Every line with "Query" in it must be copied from the data.

• _The input_:
==============================

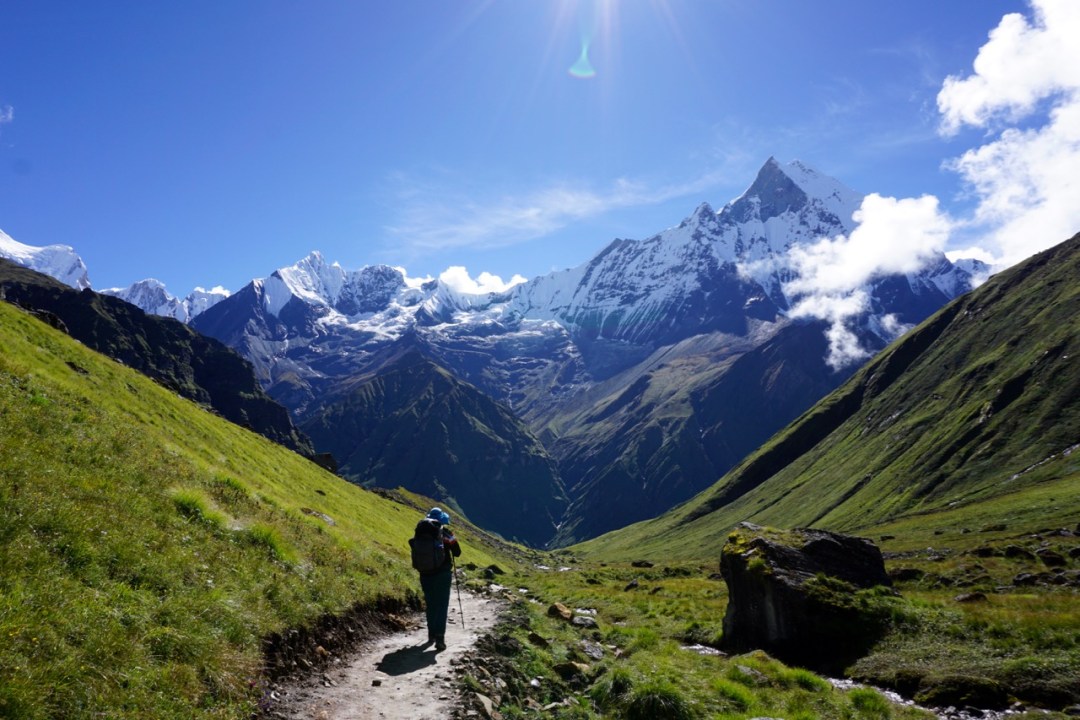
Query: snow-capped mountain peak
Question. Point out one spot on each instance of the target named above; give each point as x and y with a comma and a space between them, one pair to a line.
151, 296
58, 261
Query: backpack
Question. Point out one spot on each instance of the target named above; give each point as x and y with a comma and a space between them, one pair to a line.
427, 547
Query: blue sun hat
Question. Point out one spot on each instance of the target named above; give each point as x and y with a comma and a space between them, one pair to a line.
439, 515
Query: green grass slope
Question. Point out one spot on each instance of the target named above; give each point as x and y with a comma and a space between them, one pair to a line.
148, 547
972, 419
196, 366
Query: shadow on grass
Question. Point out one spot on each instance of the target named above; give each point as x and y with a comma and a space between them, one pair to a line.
406, 660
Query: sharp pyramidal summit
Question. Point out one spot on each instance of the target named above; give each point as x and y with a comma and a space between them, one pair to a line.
632, 381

==============================

• _Result of this exercise_:
Query: snow-capped mountain peak
Query: backpack
Query: blue sun hat
Query: green grass slope
Query: shadow on grass
Query: sharp pyramidal summit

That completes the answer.